● Given data:
◇ ◇ ◇ ◇ ◇ ◇ ◇
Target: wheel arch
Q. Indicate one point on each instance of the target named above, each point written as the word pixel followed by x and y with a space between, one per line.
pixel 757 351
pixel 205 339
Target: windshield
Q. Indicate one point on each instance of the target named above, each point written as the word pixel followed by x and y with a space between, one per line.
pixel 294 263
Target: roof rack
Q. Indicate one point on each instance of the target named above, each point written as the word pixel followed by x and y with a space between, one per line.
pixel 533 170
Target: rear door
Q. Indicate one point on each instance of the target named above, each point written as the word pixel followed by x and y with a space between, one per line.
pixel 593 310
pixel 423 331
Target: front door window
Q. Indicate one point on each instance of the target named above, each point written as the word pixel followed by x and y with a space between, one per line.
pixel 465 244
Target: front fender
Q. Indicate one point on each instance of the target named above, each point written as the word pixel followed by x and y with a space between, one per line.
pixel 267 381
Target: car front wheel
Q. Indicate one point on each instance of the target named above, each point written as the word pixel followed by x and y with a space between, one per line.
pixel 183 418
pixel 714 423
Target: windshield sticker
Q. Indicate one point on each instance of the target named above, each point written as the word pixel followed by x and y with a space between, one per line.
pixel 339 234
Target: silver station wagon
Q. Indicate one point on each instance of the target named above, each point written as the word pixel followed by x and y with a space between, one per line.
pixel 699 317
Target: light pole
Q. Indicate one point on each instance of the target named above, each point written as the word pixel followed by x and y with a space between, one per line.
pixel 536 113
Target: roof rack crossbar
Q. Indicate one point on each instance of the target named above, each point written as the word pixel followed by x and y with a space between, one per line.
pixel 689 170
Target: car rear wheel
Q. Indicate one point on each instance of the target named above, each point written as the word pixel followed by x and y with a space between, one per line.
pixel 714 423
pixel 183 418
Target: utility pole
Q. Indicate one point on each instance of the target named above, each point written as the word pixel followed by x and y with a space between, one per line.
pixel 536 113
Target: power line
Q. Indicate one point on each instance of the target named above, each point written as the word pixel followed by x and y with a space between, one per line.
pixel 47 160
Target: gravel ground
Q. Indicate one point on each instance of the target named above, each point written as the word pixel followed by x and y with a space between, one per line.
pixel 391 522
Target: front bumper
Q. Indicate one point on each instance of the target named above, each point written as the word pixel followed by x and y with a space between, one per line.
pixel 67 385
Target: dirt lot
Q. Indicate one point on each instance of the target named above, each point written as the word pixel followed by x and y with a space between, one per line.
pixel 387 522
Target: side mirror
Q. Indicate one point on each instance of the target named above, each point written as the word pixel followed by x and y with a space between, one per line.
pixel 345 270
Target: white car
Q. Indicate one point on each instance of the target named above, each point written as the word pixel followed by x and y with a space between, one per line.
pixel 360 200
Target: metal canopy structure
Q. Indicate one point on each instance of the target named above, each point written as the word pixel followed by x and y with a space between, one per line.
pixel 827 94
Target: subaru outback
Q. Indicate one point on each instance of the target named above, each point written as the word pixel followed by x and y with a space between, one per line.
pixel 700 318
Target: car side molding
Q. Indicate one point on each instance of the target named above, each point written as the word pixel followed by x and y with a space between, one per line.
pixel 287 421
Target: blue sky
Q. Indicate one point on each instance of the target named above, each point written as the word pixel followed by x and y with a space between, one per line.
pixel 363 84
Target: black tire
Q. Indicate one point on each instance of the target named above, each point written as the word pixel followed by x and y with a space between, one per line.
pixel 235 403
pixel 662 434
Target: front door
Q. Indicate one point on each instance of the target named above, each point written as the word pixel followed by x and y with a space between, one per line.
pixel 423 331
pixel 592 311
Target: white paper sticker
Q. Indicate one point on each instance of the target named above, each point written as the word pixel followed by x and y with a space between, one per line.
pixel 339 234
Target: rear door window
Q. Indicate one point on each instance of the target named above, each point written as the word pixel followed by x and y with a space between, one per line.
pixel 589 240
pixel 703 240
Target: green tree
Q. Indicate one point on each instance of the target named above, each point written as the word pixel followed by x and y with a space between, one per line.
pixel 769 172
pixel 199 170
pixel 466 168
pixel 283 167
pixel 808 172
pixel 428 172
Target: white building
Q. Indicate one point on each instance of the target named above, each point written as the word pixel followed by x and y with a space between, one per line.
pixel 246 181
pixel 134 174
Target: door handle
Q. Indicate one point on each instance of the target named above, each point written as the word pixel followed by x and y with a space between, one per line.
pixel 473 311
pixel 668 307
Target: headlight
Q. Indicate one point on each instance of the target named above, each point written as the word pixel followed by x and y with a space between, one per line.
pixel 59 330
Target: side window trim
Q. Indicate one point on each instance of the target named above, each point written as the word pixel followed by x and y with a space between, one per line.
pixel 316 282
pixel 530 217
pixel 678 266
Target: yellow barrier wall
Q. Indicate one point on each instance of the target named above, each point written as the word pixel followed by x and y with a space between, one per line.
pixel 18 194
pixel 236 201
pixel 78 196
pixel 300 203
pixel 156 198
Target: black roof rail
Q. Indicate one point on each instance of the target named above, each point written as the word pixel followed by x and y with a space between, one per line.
◇ ◇ ◇ ◇ ◇ ◇ ◇
● What the exercise asks:
Lines from the top of the data above through the line containing "Target: windshield sticker" must be repeated exactly. All other lines stay out.

● Solution to this exercise:
Target: wheel arch
Q. Indicate one point on each instance of the target named above, each point written as the word pixel followed by x and y with a space between, one per line.
pixel 757 351
pixel 205 339
Target: windshield
Q. Indicate one point on each instance of the target named above, each point written as the word pixel followed by x and y with a space between, one per line.
pixel 294 263
Target: roof rack
Q. Indicate one point on each instance of the target named above, each point written as the word pixel followed by x and y with a space between, one per line.
pixel 533 170
Target: rear door
Q. Indicate one point on each instance of the target named above, each point written as the word pixel followed by x and y with a space between, one per line.
pixel 593 310
pixel 423 331
Target: front door window
Q. Indicate one point on each instance of the target named above, each point written as the word pixel followed by x and y with a space between, one per line.
pixel 465 244
Target: front fender
Q. Indicate one point on each instance of the target named above, each point written as the word pixel followed by x and y with a space between, one per line.
pixel 267 381
Target: car front wheel
Q. Indicate one point on each instance of the target named above, each point written as the word pixel followed by x and y with a space between, one per line.
pixel 183 418
pixel 714 423
Target: windshield sticker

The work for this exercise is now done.